Output all of the data below exactly as given.

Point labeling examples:
"""

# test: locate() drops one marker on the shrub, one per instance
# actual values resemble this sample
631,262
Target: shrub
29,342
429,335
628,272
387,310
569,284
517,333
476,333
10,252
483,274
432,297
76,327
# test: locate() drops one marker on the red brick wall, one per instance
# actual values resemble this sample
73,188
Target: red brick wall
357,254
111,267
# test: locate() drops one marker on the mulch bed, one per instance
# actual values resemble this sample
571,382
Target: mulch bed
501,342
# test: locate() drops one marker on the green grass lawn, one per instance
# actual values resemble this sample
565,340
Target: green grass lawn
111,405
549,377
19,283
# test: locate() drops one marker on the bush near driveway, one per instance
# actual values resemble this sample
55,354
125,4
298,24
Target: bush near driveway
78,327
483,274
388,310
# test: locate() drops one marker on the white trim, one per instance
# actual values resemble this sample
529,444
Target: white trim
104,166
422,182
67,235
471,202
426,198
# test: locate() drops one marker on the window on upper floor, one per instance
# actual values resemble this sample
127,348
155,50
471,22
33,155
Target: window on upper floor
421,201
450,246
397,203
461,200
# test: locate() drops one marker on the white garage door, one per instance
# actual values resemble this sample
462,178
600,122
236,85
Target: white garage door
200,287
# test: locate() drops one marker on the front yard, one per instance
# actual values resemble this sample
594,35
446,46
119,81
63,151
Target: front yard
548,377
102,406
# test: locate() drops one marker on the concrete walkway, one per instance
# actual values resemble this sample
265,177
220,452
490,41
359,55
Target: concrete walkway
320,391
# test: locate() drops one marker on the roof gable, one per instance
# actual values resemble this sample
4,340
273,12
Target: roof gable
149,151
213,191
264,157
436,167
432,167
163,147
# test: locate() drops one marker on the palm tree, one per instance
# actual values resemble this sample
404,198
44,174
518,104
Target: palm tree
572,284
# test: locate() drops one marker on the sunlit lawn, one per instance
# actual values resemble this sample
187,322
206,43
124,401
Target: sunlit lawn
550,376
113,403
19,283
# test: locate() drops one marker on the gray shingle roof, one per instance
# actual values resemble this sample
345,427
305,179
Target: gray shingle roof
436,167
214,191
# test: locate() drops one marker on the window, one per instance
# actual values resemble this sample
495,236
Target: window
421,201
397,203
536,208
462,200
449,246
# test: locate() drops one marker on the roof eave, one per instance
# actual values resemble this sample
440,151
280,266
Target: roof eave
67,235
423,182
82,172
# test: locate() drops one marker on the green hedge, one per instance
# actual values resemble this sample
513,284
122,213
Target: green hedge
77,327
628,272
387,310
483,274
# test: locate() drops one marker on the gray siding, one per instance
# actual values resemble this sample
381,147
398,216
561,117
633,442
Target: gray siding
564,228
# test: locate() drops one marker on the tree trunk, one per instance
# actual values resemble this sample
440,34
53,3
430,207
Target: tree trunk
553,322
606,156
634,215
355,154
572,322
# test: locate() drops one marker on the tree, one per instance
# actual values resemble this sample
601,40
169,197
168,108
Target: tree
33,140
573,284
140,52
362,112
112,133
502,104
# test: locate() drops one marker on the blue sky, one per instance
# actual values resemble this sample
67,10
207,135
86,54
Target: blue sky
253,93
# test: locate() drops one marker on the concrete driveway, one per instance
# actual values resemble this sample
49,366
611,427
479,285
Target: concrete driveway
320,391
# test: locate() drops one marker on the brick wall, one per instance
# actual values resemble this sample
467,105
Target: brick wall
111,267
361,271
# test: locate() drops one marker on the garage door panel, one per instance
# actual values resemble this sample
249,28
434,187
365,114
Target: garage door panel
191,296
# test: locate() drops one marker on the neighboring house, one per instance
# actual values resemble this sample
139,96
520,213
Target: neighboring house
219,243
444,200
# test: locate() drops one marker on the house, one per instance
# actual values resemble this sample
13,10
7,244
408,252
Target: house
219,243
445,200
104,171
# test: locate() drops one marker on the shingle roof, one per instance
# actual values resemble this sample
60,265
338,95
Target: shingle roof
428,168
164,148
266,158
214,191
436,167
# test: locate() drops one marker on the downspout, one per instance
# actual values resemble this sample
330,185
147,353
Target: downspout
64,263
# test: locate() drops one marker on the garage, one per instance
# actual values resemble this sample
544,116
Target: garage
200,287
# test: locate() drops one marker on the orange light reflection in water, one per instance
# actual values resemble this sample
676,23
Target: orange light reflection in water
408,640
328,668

"""

• **RESPONSE FOR THIS EXERCISE**
# test: locate() drops one marker on the shrub, one per instance
# actual values resemble this sample
631,262
Target: shrub
29,342
429,335
628,272
387,310
569,284
517,333
476,333
10,252
483,274
432,297
76,327
# test: locate() drops one marker on the red brick wall, one per instance
# actual values resemble this sample
73,188
Target: red brick wall
357,254
111,267
# test: locate() drops one marker on the mulch bed, one per instance
# actual values resemble this sample
571,382
Target: mulch bed
501,342
# test: locate() drops one marker on the green grass lawn, one per instance
# actual values resemble this sample
565,340
Target: green grass lawn
111,405
549,377
19,283
# test: locate() drops one marker on the bush near driveway, one per instance
# actual values resemble this sample
55,354
125,4
298,24
Target: bush near driveway
78,327
483,274
388,310
# test: locate() drops one marker on the white trim, one per instance
# actual values resemble this sample
529,444
Target: white trim
104,166
422,182
67,235
471,202
426,198
# test: locate() drops one marker on the window on upper floor, one per instance
# actual values resemble this sample
127,348
155,50
471,22
33,155
Target: window on upper floor
421,201
450,246
397,203
461,200
# test: locate() drops one marker on the white garage door, one per instance
# actual values resemble this sample
462,178
600,122
236,85
Target: white garage door
200,287
# test: locate() drops one marker on the front yard, one per instance
# actual values resemble this sample
594,35
446,46
119,81
63,151
Target: front yard
548,377
102,406
# test: locate() drops one marker on the concrete walkway, one per instance
# actual values resemble this sample
265,177
220,452
490,41
359,55
Target: concrete walkway
320,391
# test: locate() drops one marker on the roof gable, one per instance
# actual values resemble this sample
4,340
273,12
Target: roof gable
149,151
213,191
264,157
436,167
432,167
163,147
# test: locate() drops one marker on the palm tree, one per instance
# actual values resemble this sample
404,198
44,174
518,104
Target: palm tree
572,284
# test: locate() drops one marker on the sunlit lawn, one per instance
# actual values resemble this sample
187,322
206,43
124,401
Target: sunlit lawn
550,376
113,403
19,283
# test: locate() drops one marker on the gray shingle roof, one per instance
# actual values resemble this sample
345,427
305,179
Target: gray shingle roof
436,167
214,191
# test: locate() drops one marker on the window, one per instance
# actual values resemble this sample
495,236
Target: window
421,201
397,203
536,208
462,200
449,246
# test: locate() drops one marker on the roof eave, one per instance
# actual values resemble this sample
440,151
280,266
Target: roof eave
67,235
423,182
82,172
# test: locate() drops one marker on the green hedge, one per instance
# actual values resemble this sample
513,284
122,213
Target: green hedge
77,327
628,272
387,310
483,274
# test: locate() drops one marker on the gray siding, one per instance
# actual values resemble this sample
381,147
398,216
561,117
633,442
Target: gray siding
564,228
# test: locate() drops one marker on the tree trunk, one per instance
# actual values resemble this sample
440,34
53,3
430,207
Target: tree trunk
553,322
606,156
634,215
355,154
572,322
# test: locate() drops one marker on the tree, one per instance
# actual values resemble this sample
601,40
169,197
168,108
Target: tree
33,140
573,284
140,52
362,112
112,133
502,104
# test: locate() drops one marker on the blue sky, one per instance
# actual values resemble this sample
67,10
207,135
86,54
Target: blue sky
253,93
# test: locate() drops one marker on the concrete driveway, one per instance
# actual values resemble this sample
49,366
611,427
479,285
Target: concrete driveway
320,391
# test: locate() drops one marker on the brick wall, one per instance
# actual values resemble this sample
467,105
Target: brick wall
111,267
361,271
# test: locate() drops one marker on the garage door panel, one per instance
# actual values resemble this sample
249,28
434,187
365,114
Target: garage door panel
191,296
# test: locate() drops one marker on the neighboring house, one per instance
# actual values resemble this sample
139,96
520,213
Target: neighboring house
219,243
444,200
# test: locate() drops one marker on the house, one per instance
# actual values resemble this sample
13,10
7,244
408,252
Target: house
219,243
445,200
104,171
# test: locate() drops one marker on the shingle roof, one per instance
# actual values resemble this sample
60,265
338,95
Target: shingle roof
428,168
164,148
266,158
214,191
436,167
# test: locate() drops one marker on the downspout, one per instance
# actual values resemble this sample
330,185
147,353
Target: downspout
64,263
# test: locate() drops one marker on the garage, one per instance
# actual values resemble this sample
544,116
Target: garage
200,287
# test: locate() drops one marker on the orange light reflection in water, one per instance
# actual values resemble this sample
676,23
Target: orange light reflection in water
408,640
328,668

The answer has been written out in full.